**What the task asks**. Nothing but the lines from the one containing "the black shoe." through the last line of the records below should be copied, exactly and without pictures.

Excerpt from a dataset
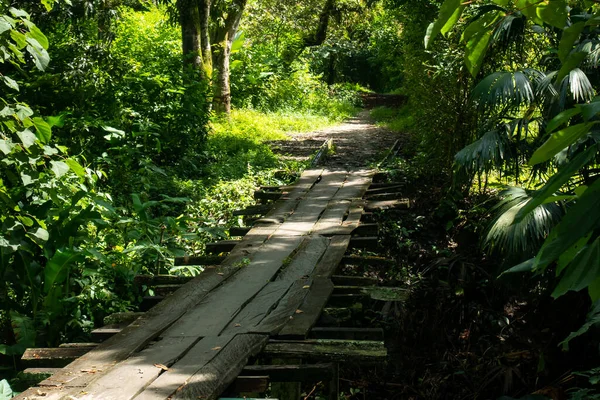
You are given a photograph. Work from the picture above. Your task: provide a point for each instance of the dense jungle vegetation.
(131, 129)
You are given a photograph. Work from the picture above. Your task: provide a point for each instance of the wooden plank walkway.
(275, 281)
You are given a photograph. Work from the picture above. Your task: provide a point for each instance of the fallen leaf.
(161, 366)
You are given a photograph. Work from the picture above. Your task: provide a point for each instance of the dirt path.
(358, 142)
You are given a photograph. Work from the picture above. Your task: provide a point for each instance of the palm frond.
(518, 241)
(484, 154)
(504, 89)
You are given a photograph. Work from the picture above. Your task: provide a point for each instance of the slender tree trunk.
(221, 55)
(189, 18)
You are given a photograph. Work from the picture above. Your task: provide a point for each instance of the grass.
(394, 119)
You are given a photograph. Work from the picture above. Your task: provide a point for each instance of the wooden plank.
(325, 349)
(52, 357)
(41, 371)
(301, 323)
(137, 335)
(196, 358)
(364, 242)
(332, 217)
(347, 333)
(224, 246)
(259, 209)
(401, 204)
(371, 229)
(302, 265)
(291, 373)
(368, 260)
(161, 279)
(249, 384)
(199, 260)
(129, 378)
(344, 280)
(333, 256)
(239, 230)
(212, 379)
(223, 303)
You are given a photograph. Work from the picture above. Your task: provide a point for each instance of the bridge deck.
(195, 342)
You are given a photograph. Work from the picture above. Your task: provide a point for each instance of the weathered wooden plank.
(224, 246)
(239, 230)
(46, 372)
(129, 378)
(347, 333)
(333, 255)
(213, 378)
(368, 260)
(199, 260)
(364, 242)
(366, 230)
(197, 357)
(223, 303)
(259, 209)
(332, 217)
(161, 279)
(401, 204)
(249, 384)
(344, 280)
(137, 335)
(291, 373)
(310, 310)
(326, 349)
(268, 298)
(52, 357)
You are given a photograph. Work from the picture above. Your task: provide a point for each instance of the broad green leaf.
(6, 146)
(529, 9)
(44, 132)
(6, 392)
(565, 258)
(23, 328)
(36, 33)
(11, 83)
(553, 12)
(557, 181)
(569, 36)
(18, 13)
(27, 138)
(19, 38)
(582, 271)
(59, 168)
(594, 290)
(75, 167)
(561, 118)
(4, 25)
(580, 219)
(58, 266)
(39, 54)
(589, 110)
(449, 14)
(477, 37)
(593, 318)
(559, 141)
(572, 62)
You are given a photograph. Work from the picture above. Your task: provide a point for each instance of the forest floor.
(358, 143)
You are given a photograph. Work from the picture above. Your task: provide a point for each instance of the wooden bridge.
(249, 321)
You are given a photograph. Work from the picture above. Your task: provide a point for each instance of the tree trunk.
(189, 18)
(221, 54)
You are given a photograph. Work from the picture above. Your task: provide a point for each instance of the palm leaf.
(518, 240)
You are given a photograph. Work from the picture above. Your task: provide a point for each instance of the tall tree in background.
(208, 28)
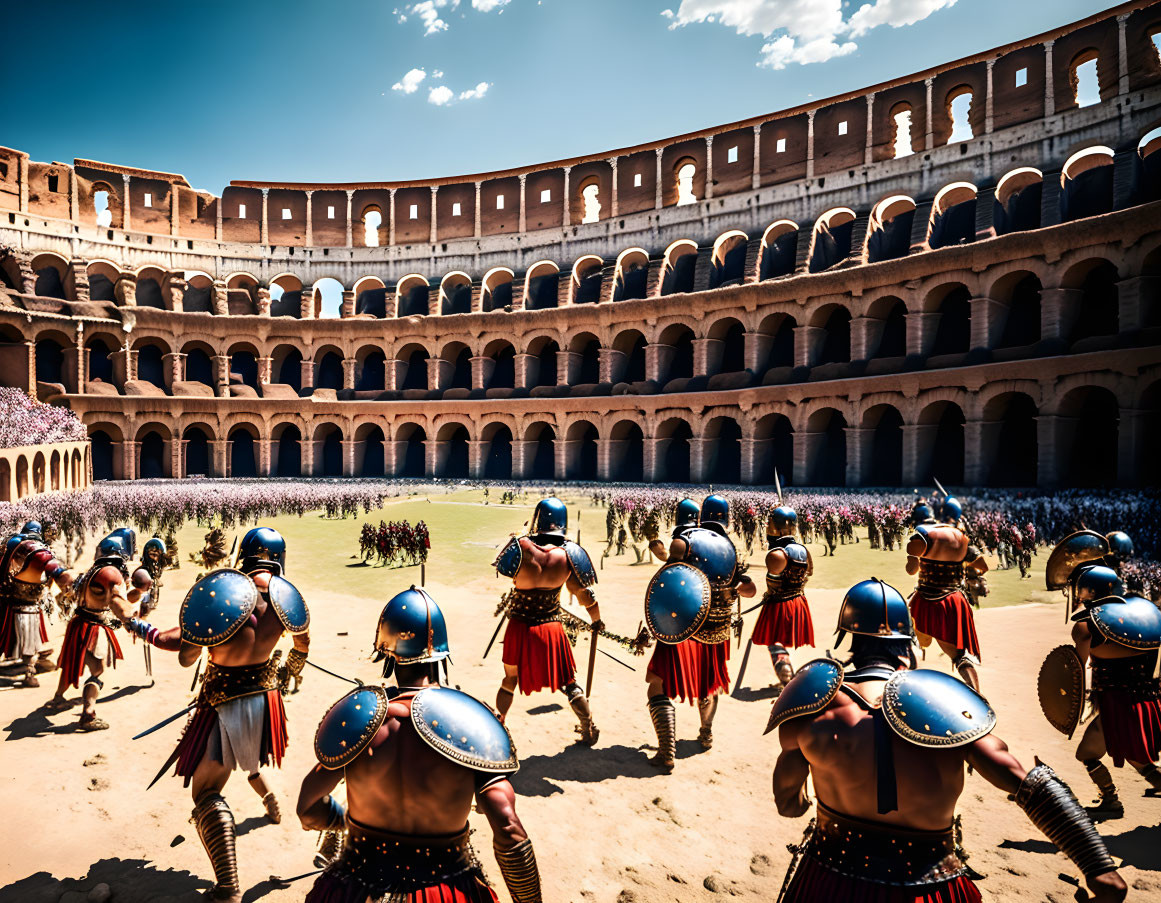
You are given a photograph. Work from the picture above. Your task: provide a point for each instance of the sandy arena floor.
(605, 825)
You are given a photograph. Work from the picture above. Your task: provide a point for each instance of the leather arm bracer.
(1051, 806)
(521, 875)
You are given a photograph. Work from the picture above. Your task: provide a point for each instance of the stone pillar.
(757, 349)
(612, 365)
(658, 359)
(707, 356)
(568, 367)
(807, 342)
(809, 144)
(988, 318)
(127, 206)
(482, 371)
(1059, 310)
(658, 196)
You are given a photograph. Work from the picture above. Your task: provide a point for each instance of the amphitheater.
(952, 274)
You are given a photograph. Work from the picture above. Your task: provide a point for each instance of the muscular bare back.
(401, 785)
(837, 744)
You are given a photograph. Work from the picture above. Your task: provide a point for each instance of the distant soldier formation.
(882, 742)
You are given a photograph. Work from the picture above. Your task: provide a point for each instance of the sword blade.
(163, 723)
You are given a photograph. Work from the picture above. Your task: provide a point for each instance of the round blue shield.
(677, 602)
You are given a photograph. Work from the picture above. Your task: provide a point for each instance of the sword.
(163, 723)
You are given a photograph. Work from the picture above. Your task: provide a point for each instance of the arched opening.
(626, 452)
(632, 275)
(891, 229)
(327, 450)
(582, 452)
(455, 294)
(412, 296)
(827, 448)
(673, 452)
(542, 453)
(196, 447)
(1017, 204)
(411, 460)
(1010, 446)
(454, 452)
(497, 293)
(679, 268)
(498, 461)
(370, 297)
(243, 459)
(1087, 438)
(586, 279)
(1086, 182)
(953, 216)
(541, 286)
(779, 250)
(940, 443)
(287, 450)
(885, 467)
(728, 260)
(723, 452)
(831, 239)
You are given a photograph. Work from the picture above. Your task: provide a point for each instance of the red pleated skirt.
(949, 619)
(785, 623)
(814, 883)
(192, 746)
(80, 637)
(1132, 730)
(691, 670)
(334, 888)
(541, 655)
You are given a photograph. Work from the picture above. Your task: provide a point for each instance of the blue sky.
(302, 89)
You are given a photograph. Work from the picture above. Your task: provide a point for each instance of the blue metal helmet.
(687, 513)
(1097, 583)
(950, 510)
(1120, 547)
(874, 608)
(783, 521)
(550, 518)
(411, 629)
(715, 510)
(262, 548)
(922, 513)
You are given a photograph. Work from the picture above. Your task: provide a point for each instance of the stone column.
(482, 371)
(757, 349)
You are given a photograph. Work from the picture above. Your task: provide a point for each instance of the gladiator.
(1120, 636)
(886, 748)
(536, 651)
(784, 621)
(106, 597)
(239, 722)
(943, 558)
(27, 572)
(415, 758)
(690, 612)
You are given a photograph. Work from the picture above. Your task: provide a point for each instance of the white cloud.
(801, 30)
(410, 82)
(480, 91)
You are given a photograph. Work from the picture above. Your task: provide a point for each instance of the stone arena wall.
(872, 289)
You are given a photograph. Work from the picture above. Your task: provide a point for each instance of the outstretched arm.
(317, 809)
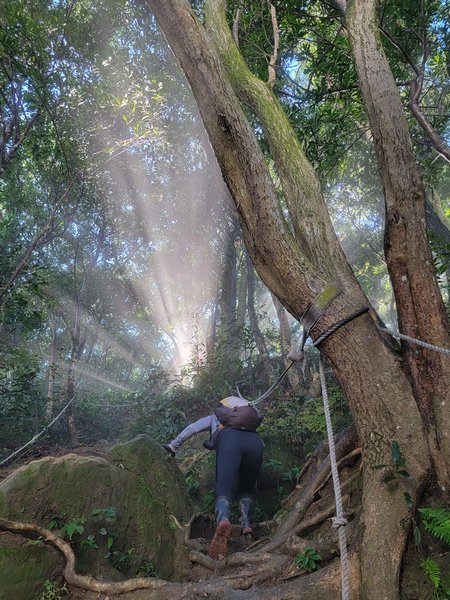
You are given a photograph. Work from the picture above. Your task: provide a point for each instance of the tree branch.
(276, 41)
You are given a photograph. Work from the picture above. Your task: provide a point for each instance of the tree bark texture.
(420, 308)
(297, 257)
(285, 341)
(254, 322)
(51, 375)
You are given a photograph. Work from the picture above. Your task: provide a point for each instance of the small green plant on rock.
(52, 590)
(310, 560)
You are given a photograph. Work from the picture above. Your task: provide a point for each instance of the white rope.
(38, 435)
(415, 341)
(339, 521)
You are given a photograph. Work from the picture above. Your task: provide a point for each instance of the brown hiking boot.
(219, 544)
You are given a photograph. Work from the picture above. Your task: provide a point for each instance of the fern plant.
(437, 522)
(432, 570)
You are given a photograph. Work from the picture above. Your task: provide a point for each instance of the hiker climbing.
(239, 451)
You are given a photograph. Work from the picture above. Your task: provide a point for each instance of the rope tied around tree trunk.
(416, 341)
(339, 521)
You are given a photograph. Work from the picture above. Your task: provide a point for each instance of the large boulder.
(129, 503)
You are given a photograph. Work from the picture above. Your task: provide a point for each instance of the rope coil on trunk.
(339, 521)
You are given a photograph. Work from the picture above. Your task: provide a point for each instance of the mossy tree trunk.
(420, 309)
(296, 257)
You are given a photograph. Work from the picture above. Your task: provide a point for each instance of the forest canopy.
(179, 181)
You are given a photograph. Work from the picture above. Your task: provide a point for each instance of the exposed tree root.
(249, 575)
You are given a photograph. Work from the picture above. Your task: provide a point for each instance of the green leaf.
(388, 478)
(404, 473)
(396, 454)
(408, 500)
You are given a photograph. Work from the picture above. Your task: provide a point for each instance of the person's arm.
(201, 425)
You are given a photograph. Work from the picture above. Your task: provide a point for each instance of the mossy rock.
(24, 566)
(137, 492)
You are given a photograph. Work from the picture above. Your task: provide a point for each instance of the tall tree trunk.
(70, 393)
(285, 341)
(51, 375)
(211, 339)
(241, 294)
(254, 322)
(228, 301)
(421, 312)
(296, 260)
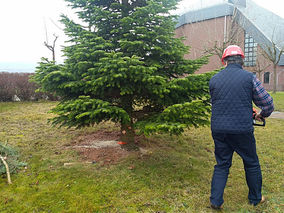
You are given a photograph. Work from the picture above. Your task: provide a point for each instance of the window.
(266, 77)
(250, 51)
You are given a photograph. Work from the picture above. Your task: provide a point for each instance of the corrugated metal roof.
(203, 14)
(263, 25)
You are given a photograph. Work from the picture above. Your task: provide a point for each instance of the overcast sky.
(23, 24)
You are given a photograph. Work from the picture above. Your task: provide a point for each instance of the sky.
(26, 24)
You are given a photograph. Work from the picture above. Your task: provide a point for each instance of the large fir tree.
(124, 64)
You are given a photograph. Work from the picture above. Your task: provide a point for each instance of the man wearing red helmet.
(232, 92)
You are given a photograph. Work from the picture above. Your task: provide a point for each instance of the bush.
(18, 84)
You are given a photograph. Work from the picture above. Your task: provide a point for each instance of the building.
(258, 31)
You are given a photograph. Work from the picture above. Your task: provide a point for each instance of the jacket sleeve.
(262, 99)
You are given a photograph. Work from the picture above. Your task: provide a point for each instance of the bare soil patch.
(100, 147)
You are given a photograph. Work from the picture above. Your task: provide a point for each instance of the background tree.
(123, 64)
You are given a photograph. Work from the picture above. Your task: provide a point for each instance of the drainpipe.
(225, 29)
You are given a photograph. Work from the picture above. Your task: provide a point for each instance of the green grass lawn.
(278, 99)
(174, 176)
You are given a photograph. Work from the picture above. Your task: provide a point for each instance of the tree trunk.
(274, 79)
(127, 136)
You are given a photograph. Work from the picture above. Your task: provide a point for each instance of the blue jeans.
(225, 146)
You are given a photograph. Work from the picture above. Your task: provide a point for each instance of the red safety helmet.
(232, 50)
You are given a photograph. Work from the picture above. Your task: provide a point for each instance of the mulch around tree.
(100, 147)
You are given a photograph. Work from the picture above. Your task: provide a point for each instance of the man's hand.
(259, 117)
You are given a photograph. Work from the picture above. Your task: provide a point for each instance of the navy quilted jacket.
(231, 93)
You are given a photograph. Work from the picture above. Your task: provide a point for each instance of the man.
(232, 92)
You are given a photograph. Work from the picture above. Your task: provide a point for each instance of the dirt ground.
(100, 147)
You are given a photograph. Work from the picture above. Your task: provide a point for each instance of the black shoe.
(216, 207)
(260, 202)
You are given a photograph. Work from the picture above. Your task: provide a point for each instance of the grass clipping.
(9, 161)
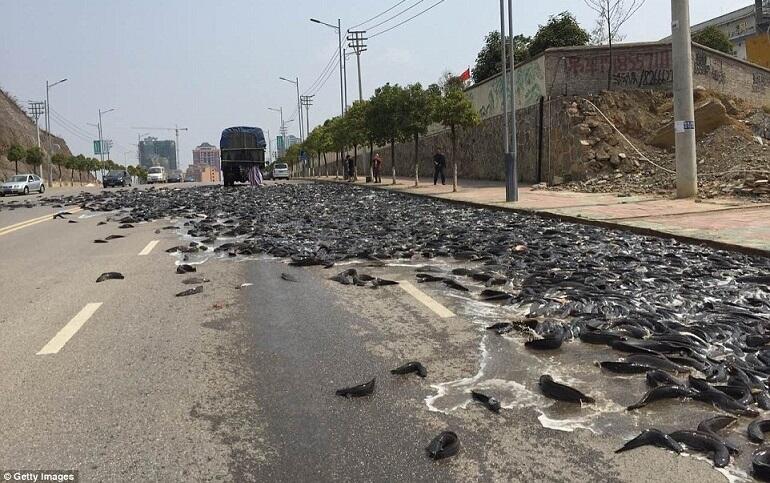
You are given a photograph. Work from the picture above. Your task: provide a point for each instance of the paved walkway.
(728, 222)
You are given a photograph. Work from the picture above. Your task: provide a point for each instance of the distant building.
(747, 29)
(207, 154)
(154, 152)
(204, 172)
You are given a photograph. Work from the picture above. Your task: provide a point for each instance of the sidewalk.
(726, 223)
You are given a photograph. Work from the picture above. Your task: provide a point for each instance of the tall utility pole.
(512, 160)
(684, 108)
(282, 130)
(504, 63)
(139, 147)
(299, 105)
(37, 109)
(357, 42)
(307, 101)
(338, 28)
(48, 128)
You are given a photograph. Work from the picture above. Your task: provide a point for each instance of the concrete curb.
(574, 219)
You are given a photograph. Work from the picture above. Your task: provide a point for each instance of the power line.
(329, 65)
(378, 15)
(407, 20)
(397, 15)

**Right answer**.
You are given a photograph. Work from the picture above. Your task: provide a point for each instance of the black shoe.
(216, 207)
(260, 202)
You are given a photograph. Work from the picture above. Your task: provide a point for each instance of the grass clipping.
(9, 161)
You are given a photograph. Work from the picture above. Your task: provide a point for each instance of the paved walkway.
(728, 222)
You are given a photograph. Work from the picture above. Your task: provide a point for each instance of the distant building.
(747, 29)
(207, 154)
(154, 152)
(204, 172)
You are given a photograph. Work from the picture above. Your task: provide a point for each instance of the sidewalk.
(726, 223)
You are given a photograph. Work from the picture above. Your task: provide a point for each instance of the tall utility pole.
(512, 160)
(684, 108)
(282, 130)
(504, 63)
(139, 147)
(299, 105)
(37, 109)
(357, 42)
(307, 101)
(338, 28)
(48, 128)
You are given a photograph. Work from the picture above. Your task: provide a point for each instance of the concrete curb.
(574, 219)
You are given a photograph. Work from the picture above. Your task: provide a point for each instance of the power line.
(329, 65)
(378, 15)
(407, 20)
(397, 15)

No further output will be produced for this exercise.